• _Tarea propuesta 1_
Repite sin ningún cambio el pasaje del texto sobre el purgatorio que va desde "Por eso quien" hasta "falta cocción, maduración.".
• _Tarea propuesta 2_
Responde estas preguntas con lo que dice el texto sobre el purgatorio:
(a) Si el purgatorio no es un lugar, ¿qué es?
(b) ¿De dónde procede la gran alegría del purgatorio?
(c) ¿Qué nombre recibe la virtud por la que podemos confiar en nuestra salvación?
• _Tarea propuesta 3_
Escribe, por favor, cómo sigue el texto sobre el purgatorio a partir de su última oración.

• _Fragmento del texto_
******

Por eso quien muere en el amor de Dios (quien muere sin Él, elige el infierno), pero sin haber alcanzado la plenitud para la que fue creado e imperfectamente purificado… no es solo que no puede, sino que no quiere ir cielo en ese estado. Es como una fruta verde o una comida cruda… a la que falta cocción, maduración.
La misericordia infinita de Dios lo purifica en el purgatorio, que no es un lugar,  sino un estado, un estado de purificación.
El purgatorio es un estado de gran alegría que procede de la seguridad de la salvación. El alma todavía no posee a Dios -a quien desea con todas sus fuerzas-,  pero tiene la certeza de su posesión. Una certeza que nosotros no tenemos. Nosotros podemos confiar en nuestra salvación (esa es la virtud de la esperanza) pero no tenemos certeza absoluta de ella, ya que somos libres y podemos alejarnos de Dios (es un hecho que nosotros mientras estamos en la tierra podemos acabar en el infierno, porque podemos rechazar el amor de Dios). Las almas del purgatorio son consoladas con esta certeza, que llena absolutamente de paz.
Es verdad que en el purgatorio se sufre –y se sufre mucho–, pero es un sufrimiento fecundo y gozoso porque el alma experimenta el propio avance, progreso, acercamiento a Dios.

******

• _Información proporcionada_
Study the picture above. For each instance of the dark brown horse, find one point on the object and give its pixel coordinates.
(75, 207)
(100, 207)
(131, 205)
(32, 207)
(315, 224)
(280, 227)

******

• _Respuesta 1_
Por eso quien muere en el amor de Dios (quien muere sin Él, elige el infierno), pero sin haber alcanzado la plenitud para la que fue creado e imperfectamente purificado… no es solo que no puede, sino que no quiere ir cielo en ese estado. Es como una fruta verde o una comida cruda… a la que falta cocción, maduración.

• _Respuesta 2_
(a) Un estado, un estado de purificación.
(b) De la seguridad de la salvación.
(c) La virtud de la esperanza.

• _Respuesta 3_
El alma quiere identificarse con Dios, va superando todo rencor, mal deseo, inclinación desordenada, defecto, heridas del pecado… La libertad va identificándose con la voluntad de Dios. Va progresivamente comprendiendo los planes de Dios, va entrando en sintonía con Él. Para esta transformación del alma es necesario el purgatorio. Y eso la fe nos enseña que se hace vía la purificación. Una purificación que es costosa, dolorosa; pero al mismo tiempo terriblemente gozosa.
Este sufrimiento es radicalmente diferente del que sufren los condenados en el infierno. No es un castigo, sino una bendición. No es eterno sino provisional, no es amargo sino lleno de amor y esperanza, no es estéril sino transformador.
Esto que hemos explicado es lo que enseña el Catecismo de la Iglesia Católica:
1030 Los que mueren en la gracia y en la amistad de Dios, pero imperfectamente purificados, aunque están seguros de su eterna salvación, sufren después de su muerte una purificación, a fin de obtener la santidad necesaria para entrar en la alegría del cielo.
La Iglesia desde el principio ha rezado por los difuntos. Lo hace porque está convencida de que así alivia sus sufrimientos y acelera su avance hacia el cielo. Es una muestra de solidaridad con nuestros hermanos difuntos. Lo único que puede hacer por ellos, y  por cierto muy valioso. De hecho no faltan testimonios de almas del purgatorio que han aparecido pidiendo oraciones y también agradeciéndolas.
De modo que quizá sea conveniente que perdamos el miedo a hablar del purgatorio, nuestros hermanos que allí están, nos lo agradecerán mucho.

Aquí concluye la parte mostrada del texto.